## BEGIN

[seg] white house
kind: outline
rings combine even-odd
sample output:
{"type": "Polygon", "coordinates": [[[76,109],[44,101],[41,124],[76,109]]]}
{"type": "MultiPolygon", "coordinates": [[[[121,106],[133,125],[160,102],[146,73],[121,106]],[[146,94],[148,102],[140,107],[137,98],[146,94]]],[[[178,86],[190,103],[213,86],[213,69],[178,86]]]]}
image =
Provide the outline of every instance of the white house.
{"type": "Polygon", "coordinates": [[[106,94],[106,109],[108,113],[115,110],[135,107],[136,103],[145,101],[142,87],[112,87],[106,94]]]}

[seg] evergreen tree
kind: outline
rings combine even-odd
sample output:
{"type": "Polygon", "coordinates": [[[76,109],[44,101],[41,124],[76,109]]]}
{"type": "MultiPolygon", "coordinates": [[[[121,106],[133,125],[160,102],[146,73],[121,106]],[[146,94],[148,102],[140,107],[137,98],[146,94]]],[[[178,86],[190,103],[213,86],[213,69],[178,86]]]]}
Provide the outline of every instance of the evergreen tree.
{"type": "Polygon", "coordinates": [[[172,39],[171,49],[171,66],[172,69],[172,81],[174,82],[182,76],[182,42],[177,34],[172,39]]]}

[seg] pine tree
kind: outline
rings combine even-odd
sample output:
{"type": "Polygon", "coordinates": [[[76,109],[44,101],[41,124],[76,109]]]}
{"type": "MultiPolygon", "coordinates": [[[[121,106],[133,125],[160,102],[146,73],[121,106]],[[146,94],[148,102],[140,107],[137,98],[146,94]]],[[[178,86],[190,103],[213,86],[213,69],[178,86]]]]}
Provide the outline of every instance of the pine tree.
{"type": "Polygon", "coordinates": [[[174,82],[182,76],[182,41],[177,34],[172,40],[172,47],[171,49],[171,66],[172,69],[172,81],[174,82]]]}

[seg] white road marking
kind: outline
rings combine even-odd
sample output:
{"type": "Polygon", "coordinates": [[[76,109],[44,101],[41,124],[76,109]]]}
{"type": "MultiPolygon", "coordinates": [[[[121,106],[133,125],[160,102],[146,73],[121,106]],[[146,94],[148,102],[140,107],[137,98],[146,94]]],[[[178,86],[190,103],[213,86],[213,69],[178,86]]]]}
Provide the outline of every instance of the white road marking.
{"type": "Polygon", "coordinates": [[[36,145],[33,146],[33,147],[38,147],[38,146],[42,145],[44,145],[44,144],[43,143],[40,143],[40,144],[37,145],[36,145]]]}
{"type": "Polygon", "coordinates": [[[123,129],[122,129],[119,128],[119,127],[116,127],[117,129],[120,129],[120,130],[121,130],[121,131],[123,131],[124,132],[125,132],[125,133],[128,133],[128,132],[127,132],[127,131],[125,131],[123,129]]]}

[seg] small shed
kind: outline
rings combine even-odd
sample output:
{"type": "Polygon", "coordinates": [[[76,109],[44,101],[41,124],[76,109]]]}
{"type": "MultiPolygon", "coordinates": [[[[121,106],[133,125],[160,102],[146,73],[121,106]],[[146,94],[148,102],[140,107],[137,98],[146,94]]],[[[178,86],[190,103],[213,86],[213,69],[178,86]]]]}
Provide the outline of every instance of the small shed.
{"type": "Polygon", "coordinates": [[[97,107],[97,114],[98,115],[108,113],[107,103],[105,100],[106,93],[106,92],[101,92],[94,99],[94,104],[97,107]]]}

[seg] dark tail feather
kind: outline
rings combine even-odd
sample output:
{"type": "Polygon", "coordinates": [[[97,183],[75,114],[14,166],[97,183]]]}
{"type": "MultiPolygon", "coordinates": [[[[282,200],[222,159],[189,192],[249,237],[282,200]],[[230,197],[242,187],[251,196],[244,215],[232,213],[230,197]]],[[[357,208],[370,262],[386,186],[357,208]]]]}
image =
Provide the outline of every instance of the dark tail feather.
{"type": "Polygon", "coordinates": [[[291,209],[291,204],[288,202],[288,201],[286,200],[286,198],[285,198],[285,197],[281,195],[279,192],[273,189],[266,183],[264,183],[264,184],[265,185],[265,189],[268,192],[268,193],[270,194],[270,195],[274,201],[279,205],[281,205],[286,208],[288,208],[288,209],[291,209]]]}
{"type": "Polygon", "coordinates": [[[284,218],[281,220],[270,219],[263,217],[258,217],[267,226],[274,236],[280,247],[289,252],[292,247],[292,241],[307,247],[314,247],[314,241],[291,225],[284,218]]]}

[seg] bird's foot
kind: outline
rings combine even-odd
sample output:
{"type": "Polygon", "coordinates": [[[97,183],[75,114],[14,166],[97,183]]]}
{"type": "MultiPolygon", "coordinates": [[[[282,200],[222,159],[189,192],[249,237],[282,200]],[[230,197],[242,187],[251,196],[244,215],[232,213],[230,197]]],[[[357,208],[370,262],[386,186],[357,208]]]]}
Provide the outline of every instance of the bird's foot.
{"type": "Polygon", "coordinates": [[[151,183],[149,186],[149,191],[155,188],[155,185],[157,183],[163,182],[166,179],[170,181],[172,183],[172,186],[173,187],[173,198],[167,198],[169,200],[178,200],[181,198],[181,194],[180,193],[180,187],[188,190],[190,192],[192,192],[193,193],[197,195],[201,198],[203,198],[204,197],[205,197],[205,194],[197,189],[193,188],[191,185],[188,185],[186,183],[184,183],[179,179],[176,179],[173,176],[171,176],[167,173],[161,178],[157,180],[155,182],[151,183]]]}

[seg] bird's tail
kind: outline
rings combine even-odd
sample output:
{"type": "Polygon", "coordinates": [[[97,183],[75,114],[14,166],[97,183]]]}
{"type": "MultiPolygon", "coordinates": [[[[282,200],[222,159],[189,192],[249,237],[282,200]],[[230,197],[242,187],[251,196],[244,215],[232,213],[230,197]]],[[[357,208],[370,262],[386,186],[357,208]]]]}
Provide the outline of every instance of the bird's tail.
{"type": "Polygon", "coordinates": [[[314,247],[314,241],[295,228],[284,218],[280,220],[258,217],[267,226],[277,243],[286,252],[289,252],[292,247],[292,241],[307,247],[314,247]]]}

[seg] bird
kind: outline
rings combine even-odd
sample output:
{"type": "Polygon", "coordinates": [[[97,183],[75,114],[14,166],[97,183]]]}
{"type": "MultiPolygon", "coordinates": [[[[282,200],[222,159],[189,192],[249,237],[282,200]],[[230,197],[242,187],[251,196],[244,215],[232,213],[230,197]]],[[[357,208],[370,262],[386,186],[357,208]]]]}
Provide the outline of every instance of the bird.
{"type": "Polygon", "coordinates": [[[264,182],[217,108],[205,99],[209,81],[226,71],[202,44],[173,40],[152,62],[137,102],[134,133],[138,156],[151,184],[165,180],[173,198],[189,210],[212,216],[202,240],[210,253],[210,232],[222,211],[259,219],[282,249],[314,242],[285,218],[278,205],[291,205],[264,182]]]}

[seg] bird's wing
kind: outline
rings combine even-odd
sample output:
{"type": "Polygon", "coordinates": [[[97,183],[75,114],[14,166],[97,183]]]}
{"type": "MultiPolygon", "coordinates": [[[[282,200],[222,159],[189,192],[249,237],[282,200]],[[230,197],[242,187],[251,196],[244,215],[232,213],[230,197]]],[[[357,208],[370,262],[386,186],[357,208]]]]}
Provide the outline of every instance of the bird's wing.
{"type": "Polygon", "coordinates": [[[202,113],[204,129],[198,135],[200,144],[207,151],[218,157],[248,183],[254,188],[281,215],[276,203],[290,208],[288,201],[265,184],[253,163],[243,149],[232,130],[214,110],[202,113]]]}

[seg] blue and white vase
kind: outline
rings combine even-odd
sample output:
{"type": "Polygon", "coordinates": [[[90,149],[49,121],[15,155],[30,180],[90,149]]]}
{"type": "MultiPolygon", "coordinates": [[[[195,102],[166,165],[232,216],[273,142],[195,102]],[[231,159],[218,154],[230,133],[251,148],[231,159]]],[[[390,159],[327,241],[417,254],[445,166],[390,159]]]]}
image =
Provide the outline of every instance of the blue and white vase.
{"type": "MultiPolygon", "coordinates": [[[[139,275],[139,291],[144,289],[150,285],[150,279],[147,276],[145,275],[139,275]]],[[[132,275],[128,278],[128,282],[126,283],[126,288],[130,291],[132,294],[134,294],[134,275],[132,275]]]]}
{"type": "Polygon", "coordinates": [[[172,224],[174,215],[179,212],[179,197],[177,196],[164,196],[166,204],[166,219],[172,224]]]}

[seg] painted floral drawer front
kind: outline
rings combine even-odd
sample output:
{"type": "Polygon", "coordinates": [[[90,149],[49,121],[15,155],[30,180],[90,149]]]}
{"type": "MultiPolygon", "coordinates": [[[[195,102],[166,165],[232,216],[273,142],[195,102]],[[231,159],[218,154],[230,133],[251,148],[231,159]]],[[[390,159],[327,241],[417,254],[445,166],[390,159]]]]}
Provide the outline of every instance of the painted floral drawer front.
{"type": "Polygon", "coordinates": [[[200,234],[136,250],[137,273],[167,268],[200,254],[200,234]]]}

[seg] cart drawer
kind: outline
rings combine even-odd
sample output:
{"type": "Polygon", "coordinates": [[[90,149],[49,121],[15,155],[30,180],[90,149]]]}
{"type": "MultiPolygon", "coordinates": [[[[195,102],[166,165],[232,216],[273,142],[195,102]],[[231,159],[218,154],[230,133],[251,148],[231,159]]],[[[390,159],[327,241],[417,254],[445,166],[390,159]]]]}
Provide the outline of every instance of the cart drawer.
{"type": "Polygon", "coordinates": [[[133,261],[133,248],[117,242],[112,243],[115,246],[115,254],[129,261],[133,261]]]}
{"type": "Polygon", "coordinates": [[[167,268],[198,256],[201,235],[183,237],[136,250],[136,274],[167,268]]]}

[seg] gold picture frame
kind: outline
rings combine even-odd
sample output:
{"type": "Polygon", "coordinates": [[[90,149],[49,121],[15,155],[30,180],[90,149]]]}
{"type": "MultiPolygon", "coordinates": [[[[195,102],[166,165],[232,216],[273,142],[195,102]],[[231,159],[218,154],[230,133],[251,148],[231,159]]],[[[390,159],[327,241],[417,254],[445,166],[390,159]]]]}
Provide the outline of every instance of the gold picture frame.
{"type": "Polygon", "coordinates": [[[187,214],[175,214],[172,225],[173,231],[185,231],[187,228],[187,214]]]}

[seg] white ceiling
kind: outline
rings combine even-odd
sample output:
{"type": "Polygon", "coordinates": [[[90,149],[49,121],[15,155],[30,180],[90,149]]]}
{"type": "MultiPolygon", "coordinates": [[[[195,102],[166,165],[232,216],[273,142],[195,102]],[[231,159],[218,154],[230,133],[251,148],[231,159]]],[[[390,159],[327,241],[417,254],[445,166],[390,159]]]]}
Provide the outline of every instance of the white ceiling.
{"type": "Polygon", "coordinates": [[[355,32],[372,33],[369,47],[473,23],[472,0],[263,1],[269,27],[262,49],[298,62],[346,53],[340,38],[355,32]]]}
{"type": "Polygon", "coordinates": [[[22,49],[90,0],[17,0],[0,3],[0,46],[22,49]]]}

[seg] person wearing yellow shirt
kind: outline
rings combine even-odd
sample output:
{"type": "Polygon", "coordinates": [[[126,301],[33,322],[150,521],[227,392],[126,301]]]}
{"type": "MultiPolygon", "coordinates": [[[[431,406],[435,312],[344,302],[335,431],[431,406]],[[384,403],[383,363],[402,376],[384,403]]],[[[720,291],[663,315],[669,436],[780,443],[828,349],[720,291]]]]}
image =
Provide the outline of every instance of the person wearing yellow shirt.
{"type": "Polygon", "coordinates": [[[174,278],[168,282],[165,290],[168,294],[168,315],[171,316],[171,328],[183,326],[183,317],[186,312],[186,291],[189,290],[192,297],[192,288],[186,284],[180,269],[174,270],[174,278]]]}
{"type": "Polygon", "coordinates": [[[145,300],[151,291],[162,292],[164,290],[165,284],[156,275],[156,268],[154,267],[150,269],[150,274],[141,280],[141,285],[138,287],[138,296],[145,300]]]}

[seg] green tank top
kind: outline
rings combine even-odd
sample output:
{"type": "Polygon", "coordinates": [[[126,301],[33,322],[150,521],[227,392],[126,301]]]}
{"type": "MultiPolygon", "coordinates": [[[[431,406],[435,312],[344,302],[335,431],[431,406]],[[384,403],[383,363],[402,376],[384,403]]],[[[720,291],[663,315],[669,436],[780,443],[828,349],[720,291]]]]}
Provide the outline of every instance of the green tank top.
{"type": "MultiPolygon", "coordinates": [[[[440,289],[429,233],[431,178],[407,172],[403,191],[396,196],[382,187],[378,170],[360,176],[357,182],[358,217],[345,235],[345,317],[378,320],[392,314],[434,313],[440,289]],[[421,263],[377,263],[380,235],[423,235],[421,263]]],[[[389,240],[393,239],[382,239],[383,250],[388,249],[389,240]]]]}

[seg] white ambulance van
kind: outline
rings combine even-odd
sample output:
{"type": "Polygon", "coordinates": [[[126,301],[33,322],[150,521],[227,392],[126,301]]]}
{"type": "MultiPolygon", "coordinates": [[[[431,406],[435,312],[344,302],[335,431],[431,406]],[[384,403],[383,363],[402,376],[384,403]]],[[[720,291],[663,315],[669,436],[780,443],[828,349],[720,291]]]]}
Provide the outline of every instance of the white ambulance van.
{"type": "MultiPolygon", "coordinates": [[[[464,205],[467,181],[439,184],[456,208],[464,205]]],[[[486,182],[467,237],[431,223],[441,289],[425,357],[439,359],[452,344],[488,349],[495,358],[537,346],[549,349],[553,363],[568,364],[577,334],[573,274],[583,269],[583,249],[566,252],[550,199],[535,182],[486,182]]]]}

## END

> DIRECTIONS FOR THIS TASK
Please give the material from the line with "[seg] white road marking" up to and including the line with "Provide the outline of every instance of the white road" as a Markdown table with the columns Row and Line, leaving out any blank lines.

> RESPONSE TO THE EXERCISE
| Row | Line |
|---|---|
| 1 | [seg] white road marking |
| 2 | kind: outline |
| 3 | rings combine even-odd |
| 4 | sample output: |
| 5 | {"type": "Polygon", "coordinates": [[[76,109],[44,101],[41,124],[76,109]]]} |
| 6 | {"type": "MultiPolygon", "coordinates": [[[[121,106],[133,125],[160,102],[146,73],[121,106]],[[146,94],[148,102],[140,107],[137,98],[146,94]]],[[[178,86],[190,103],[213,86],[213,69],[178,86]]]]} |
| 7 | Provide the outline of every instance of the white road marking. |